***** Supplied material *****

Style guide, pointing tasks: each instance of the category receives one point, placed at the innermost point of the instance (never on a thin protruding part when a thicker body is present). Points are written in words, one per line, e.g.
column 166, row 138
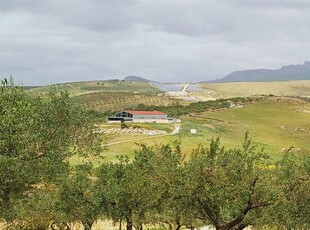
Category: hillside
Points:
column 115, row 101
column 285, row 73
column 136, row 78
column 79, row 88
column 244, row 89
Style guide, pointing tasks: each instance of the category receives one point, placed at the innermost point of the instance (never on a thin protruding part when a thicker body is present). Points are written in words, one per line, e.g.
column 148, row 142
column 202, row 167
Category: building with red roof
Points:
column 140, row 116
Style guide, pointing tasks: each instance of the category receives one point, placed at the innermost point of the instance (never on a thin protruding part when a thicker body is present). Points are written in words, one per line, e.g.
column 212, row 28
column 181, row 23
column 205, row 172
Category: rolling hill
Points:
column 285, row 73
column 79, row 88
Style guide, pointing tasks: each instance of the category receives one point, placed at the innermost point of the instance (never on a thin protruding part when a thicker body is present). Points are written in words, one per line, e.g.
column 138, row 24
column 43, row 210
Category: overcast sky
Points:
column 52, row 41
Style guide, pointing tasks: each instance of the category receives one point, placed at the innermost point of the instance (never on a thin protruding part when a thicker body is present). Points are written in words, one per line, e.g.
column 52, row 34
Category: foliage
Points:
column 229, row 185
column 78, row 198
column 36, row 138
column 293, row 179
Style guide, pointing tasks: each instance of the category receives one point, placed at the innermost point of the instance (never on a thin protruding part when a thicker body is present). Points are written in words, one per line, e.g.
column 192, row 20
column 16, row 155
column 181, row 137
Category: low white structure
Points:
column 140, row 117
column 193, row 131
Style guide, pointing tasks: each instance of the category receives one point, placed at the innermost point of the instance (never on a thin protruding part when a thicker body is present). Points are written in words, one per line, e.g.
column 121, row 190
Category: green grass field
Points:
column 115, row 101
column 79, row 88
column 274, row 125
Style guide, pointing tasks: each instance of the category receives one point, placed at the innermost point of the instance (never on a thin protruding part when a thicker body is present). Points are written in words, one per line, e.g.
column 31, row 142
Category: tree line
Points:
column 159, row 187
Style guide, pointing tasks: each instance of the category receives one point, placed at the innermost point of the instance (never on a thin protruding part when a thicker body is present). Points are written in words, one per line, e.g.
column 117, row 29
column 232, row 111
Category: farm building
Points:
column 140, row 116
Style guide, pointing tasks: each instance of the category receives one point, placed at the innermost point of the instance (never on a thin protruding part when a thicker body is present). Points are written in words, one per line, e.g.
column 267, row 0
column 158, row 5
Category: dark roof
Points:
column 145, row 112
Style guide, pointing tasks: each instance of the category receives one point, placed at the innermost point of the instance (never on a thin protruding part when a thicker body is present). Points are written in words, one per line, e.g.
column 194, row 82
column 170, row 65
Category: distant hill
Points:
column 285, row 73
column 114, row 85
column 136, row 78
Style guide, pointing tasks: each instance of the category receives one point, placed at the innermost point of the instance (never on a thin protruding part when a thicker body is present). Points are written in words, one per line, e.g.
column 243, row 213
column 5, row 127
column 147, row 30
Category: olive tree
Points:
column 229, row 187
column 37, row 136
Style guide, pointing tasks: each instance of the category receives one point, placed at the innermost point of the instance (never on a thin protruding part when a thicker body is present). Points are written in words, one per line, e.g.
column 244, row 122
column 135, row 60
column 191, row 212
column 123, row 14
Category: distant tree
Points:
column 229, row 187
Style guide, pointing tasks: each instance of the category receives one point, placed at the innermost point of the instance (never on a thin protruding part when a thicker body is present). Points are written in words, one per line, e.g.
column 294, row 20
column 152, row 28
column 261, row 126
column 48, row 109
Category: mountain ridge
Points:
column 285, row 73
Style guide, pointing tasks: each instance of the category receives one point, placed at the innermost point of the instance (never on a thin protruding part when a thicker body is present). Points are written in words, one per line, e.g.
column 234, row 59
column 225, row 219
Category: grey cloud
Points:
column 162, row 40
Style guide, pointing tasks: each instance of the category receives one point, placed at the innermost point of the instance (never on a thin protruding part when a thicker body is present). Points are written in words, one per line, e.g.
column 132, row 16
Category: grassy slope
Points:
column 243, row 89
column 79, row 88
column 263, row 120
column 115, row 101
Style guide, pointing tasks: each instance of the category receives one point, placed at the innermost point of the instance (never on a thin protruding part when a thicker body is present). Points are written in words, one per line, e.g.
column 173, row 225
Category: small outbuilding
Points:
column 140, row 117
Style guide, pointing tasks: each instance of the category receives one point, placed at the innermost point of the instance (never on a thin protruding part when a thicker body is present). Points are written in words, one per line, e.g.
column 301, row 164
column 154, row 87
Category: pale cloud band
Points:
column 53, row 41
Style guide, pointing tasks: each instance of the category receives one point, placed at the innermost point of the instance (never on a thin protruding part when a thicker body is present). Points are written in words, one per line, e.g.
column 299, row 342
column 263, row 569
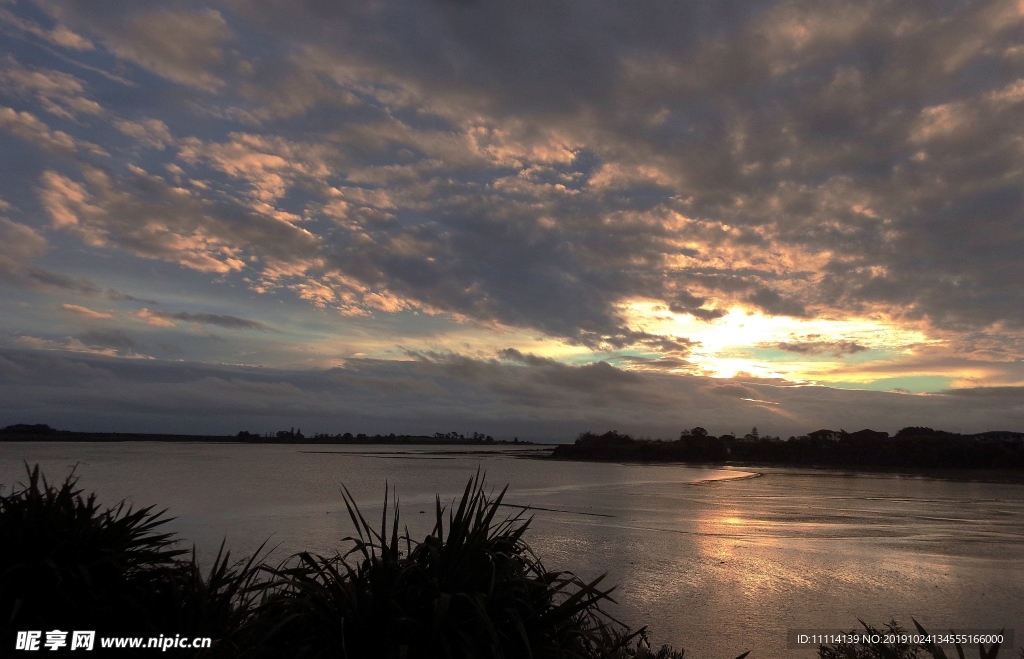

*****

## Task directions
Which lines in the records above contain the word "distant"? Show each of them in full.

## Output
Category: distant hill
Category: distant tree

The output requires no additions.